◆ Brief
When you return the data, keep every line exactly as it is and leave out the pictures.

▬▬▬▬▬▬▬▬▬▬

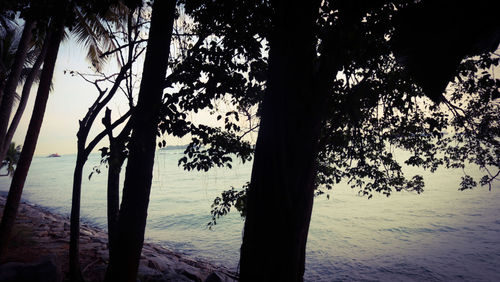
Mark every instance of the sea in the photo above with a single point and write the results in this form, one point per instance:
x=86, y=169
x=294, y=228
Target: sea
x=440, y=235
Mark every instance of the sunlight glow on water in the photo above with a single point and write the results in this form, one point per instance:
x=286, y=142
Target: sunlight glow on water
x=440, y=235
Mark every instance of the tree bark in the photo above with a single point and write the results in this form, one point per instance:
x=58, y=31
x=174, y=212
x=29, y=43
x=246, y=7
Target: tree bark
x=24, y=98
x=74, y=246
x=280, y=197
x=7, y=98
x=138, y=175
x=30, y=141
x=82, y=155
x=117, y=156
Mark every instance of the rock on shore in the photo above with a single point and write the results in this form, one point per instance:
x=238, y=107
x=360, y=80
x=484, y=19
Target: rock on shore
x=40, y=234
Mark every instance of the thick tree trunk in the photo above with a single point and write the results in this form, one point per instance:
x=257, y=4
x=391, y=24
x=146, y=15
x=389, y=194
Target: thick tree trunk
x=281, y=191
x=24, y=98
x=30, y=141
x=7, y=98
x=138, y=176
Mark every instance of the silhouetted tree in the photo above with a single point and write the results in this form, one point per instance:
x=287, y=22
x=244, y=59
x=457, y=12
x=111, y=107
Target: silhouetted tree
x=29, y=145
x=138, y=175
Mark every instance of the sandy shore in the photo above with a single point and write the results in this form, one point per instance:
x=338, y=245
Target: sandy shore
x=39, y=233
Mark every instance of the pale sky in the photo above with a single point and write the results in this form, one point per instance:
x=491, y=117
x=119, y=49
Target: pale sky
x=68, y=102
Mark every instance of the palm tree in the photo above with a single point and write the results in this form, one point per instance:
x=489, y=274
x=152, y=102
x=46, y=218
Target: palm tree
x=11, y=159
x=19, y=178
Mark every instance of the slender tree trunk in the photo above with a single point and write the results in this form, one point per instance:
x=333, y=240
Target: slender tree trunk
x=30, y=141
x=82, y=155
x=138, y=176
x=74, y=246
x=7, y=98
x=115, y=163
x=280, y=197
x=24, y=98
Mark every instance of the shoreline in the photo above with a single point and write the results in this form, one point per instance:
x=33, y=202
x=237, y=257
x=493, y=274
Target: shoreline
x=40, y=233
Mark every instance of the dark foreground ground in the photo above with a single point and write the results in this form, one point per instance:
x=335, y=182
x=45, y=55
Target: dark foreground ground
x=41, y=239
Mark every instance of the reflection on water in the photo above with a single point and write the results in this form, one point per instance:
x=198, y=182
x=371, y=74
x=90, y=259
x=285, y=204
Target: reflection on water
x=442, y=234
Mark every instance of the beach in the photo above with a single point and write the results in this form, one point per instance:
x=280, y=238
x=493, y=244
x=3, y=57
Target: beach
x=40, y=234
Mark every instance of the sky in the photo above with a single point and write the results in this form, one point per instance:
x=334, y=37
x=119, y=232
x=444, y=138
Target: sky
x=70, y=99
x=68, y=102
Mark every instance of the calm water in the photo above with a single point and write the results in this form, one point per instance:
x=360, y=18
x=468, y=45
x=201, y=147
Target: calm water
x=441, y=235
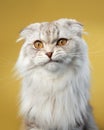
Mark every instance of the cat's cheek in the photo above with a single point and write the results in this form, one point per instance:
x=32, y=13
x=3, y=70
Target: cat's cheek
x=53, y=67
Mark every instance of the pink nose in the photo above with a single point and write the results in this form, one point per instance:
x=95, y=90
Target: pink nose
x=49, y=54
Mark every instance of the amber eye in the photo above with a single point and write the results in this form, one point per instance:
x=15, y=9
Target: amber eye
x=61, y=42
x=38, y=44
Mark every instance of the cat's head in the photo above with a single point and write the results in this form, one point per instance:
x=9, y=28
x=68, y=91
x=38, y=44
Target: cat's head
x=52, y=46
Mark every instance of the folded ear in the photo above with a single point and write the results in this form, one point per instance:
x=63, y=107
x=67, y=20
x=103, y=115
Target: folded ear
x=27, y=32
x=74, y=26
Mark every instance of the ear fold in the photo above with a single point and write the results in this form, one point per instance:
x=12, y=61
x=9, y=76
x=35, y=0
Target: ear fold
x=74, y=26
x=26, y=32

▬▬▬▬▬▬▬▬▬▬

◆ Response area
Mark every instance of the sea in the photo above with a single point and write the results in this form, one point per instance:
x=86, y=169
x=294, y=228
Target: sea
x=440, y=235
Mark every instance of the sunlight glow on water in the photo above with a single point and write the results in this form, one point per instance:
x=286, y=142
Target: sunlight glow on water
x=440, y=235
Mark every instance of the tree bark in the photo above with a single point and write the results in this form, one point per instance:
x=58, y=31
x=174, y=212
x=29, y=43
x=246, y=7
Target: tree bark
x=24, y=98
x=74, y=246
x=280, y=197
x=7, y=98
x=138, y=175
x=30, y=141
x=82, y=155
x=117, y=156
Mark every instance of the rock on shore in the photo above with a single point and write the results in this form, one point per instance:
x=238, y=107
x=360, y=80
x=484, y=19
Target: rock on shore
x=40, y=234
Mark every instance of the thick tree trunk in the photo above with a single point and write the results in this form, one point per instance:
x=257, y=4
x=391, y=24
x=146, y=15
x=389, y=194
Target: thick tree trunk
x=281, y=191
x=24, y=98
x=30, y=141
x=7, y=98
x=138, y=176
Mark every instance of the silhouetted tree in the photo above with a single point and write the results in this form, one point per instance:
x=287, y=22
x=244, y=59
x=457, y=12
x=111, y=107
Target: silhouetted tree
x=29, y=145
x=138, y=175
Mark every instance of the sandy shore in the photo above with a single point and write the results in this form, one point per instance:
x=338, y=245
Target: sandy shore
x=39, y=233
Mark every instance of the pale sky in the photo above with a single point and write the results in this form, one point per instance:
x=491, y=117
x=119, y=49
Target: pale sky
x=68, y=102
Mark every instance of the palm tree in the photo above with a single point and write the results in this form, one point per instance:
x=489, y=274
x=152, y=102
x=46, y=218
Target: palm tree
x=11, y=159
x=19, y=178
Mark every instance of the slender tree trunk in the photo above with a single point and write the results in this form, one point per instance:
x=333, y=240
Target: slender tree trunk
x=30, y=141
x=82, y=155
x=138, y=176
x=74, y=246
x=7, y=98
x=115, y=163
x=280, y=197
x=24, y=98
Mark every instance of the shoreline in the photo above with a single point and write the results in this form, one point per instance:
x=33, y=202
x=237, y=257
x=493, y=274
Target: shoreline
x=40, y=233
Mark every instance of the dark foreground ground in the photo above with a single point and write the results in this form, one point per instance:
x=335, y=182
x=45, y=55
Target: dark foreground ground
x=41, y=239
Mark every instance of the reflection on water in the photo above with a single point and write the results in this form, one point per instance:
x=198, y=182
x=371, y=74
x=90, y=259
x=285, y=204
Target: reflection on water
x=442, y=234
Mark every instance of the beach in the photo above with a single point and write the results in this form, one point per instance:
x=280, y=238
x=493, y=244
x=3, y=57
Target: beach
x=40, y=234
Mark every instance of the sky in the photo above with a single point and write the results in this form, one point per instance:
x=334, y=37
x=119, y=232
x=444, y=138
Target: sky
x=70, y=99
x=68, y=102
Mark every instance of the calm water in the photo above with a single point and write the results in this form, one point per instance:
x=360, y=18
x=468, y=45
x=201, y=147
Target: calm water
x=441, y=235
Mark every instance of the cat's cheek in the photo above with a single point and write the results in this form, one point per instance:
x=32, y=13
x=3, y=70
Target: cat's cheek
x=53, y=67
Mark every instance of the pink nose in the photo above with a single point and write the results in this form, one point per instance:
x=95, y=90
Target: pink nose
x=49, y=54
Mark every instance of the amber eye in the photo above with a single point and write the results in this form, one point per instance:
x=15, y=9
Target: amber eye
x=61, y=42
x=38, y=44
Mark every instance of the cat's head in the photo above with a single point and write the results in this form, one point per instance:
x=9, y=28
x=68, y=91
x=38, y=44
Target: cat's head
x=52, y=46
Mark every instance of the folded ear in the photo above with a single point and write the results in this form, one point per instance:
x=63, y=107
x=67, y=20
x=103, y=115
Target: folded ear
x=27, y=32
x=74, y=26
Mark every instance of the ear fold in the photo above with a single point and write the results in this form, one point per instance:
x=12, y=61
x=9, y=76
x=35, y=0
Target: ear fold
x=74, y=26
x=26, y=32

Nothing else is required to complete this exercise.